◆ Short task ◆
Reproduce the entries below verbatim, beginning with the first line of the entries and ending with the line that contains "pixel 709 258", with both of those lines included.

◆ Data listing ◆
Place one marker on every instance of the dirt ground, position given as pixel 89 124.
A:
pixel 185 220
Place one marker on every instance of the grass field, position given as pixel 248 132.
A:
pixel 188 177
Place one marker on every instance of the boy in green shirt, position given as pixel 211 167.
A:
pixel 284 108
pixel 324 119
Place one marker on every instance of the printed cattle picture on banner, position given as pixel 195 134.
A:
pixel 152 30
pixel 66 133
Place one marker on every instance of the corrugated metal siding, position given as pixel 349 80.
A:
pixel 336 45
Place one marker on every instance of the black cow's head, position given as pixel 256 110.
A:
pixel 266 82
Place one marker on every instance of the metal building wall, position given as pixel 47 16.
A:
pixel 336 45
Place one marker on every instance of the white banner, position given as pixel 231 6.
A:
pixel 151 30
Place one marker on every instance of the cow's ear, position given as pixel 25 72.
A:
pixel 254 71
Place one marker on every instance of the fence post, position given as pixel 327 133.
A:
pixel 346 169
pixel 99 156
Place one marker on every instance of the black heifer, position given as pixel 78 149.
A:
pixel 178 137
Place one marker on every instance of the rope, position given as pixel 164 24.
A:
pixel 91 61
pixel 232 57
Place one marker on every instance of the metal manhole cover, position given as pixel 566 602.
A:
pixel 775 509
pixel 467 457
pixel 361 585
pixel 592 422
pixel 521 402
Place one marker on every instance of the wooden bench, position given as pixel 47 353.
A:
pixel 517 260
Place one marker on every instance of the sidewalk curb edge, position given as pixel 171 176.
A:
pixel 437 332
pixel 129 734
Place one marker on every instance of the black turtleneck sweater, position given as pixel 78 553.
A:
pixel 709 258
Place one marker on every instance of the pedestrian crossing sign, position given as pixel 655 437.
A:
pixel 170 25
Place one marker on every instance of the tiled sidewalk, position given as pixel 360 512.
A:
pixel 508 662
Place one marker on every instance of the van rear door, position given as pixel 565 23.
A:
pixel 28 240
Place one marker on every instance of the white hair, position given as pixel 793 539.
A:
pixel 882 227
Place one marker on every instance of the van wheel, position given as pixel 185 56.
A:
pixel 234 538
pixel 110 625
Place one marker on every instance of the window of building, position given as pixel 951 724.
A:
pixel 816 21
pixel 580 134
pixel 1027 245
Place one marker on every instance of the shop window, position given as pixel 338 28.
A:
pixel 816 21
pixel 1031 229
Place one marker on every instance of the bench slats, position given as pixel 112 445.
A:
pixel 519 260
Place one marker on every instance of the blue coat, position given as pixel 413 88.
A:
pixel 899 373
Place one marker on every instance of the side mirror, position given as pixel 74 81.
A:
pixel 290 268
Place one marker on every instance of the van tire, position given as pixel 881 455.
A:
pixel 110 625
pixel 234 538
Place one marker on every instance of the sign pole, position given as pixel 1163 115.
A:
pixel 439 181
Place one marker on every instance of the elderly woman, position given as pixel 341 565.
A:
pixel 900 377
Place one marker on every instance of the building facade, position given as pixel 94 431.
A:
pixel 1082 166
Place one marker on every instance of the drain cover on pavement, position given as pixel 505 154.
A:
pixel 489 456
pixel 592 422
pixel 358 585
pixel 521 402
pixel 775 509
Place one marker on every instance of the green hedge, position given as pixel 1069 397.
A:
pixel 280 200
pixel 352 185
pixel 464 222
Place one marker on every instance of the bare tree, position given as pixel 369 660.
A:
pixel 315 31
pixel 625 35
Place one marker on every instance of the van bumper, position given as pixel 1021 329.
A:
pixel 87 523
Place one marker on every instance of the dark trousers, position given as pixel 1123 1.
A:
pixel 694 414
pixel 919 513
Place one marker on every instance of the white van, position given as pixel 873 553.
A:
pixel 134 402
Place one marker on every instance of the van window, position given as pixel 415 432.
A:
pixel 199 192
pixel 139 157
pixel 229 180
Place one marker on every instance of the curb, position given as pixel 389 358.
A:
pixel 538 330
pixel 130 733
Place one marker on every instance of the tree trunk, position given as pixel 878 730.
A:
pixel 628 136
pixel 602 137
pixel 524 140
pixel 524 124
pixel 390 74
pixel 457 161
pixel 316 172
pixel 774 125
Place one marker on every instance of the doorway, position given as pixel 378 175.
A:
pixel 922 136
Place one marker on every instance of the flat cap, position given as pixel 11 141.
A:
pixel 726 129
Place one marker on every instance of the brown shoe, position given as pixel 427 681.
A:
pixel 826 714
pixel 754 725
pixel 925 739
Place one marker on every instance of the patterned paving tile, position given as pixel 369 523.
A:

◆ Result ◆
Place one marker on every instance of the dirt ground, position given as pixel 89 124.
A:
pixel 185 220
Place one marker on every instance of the grass field, position given as pixel 248 132.
A:
pixel 188 177
Place one marker on every instance of the boy in green shirt, position given as pixel 211 167.
A:
pixel 284 108
pixel 324 119
Place one marker on every instance of the printed cattle picture on banner, position given as pixel 195 134.
A:
pixel 152 30
pixel 66 133
Place one marker on every instance of the corrugated metal siding, position given as pixel 349 80.
A:
pixel 336 45
Place one marker on every instance of the black cow's head, position given as pixel 256 110.
A:
pixel 266 82
Place one marker on every instance of the metal building wall, position given as pixel 47 16.
A:
pixel 336 45
Place one marker on every instance of the white banner, position given as pixel 231 6.
A:
pixel 151 30
Place one marker on every instance of the cow's ear, position given as pixel 25 72.
A:
pixel 254 71
Place one marker on every instance of the fence post, position given as pixel 327 133.
A:
pixel 346 169
pixel 99 156
Place one marker on every instance of the black heifer, position given as pixel 78 149.
A:
pixel 178 137
Place one marker on every instance of the rope, position given as pixel 164 24.
A:
pixel 91 61
pixel 232 57
Place one marker on every instance of the metal manhole cover, position given as pixel 566 602.
A:
pixel 775 509
pixel 467 457
pixel 361 585
pixel 592 422
pixel 521 402
Place one marker on every instance of the wooden bench, position given as pixel 47 353.
A:
pixel 517 260
Place one marker on every instance of the sidewalk curb edge, position given as pixel 171 176.
A:
pixel 437 332
pixel 129 734
Place one marker on every instance of the black turtleneck sweater, position given as pixel 78 553.
A:
pixel 709 258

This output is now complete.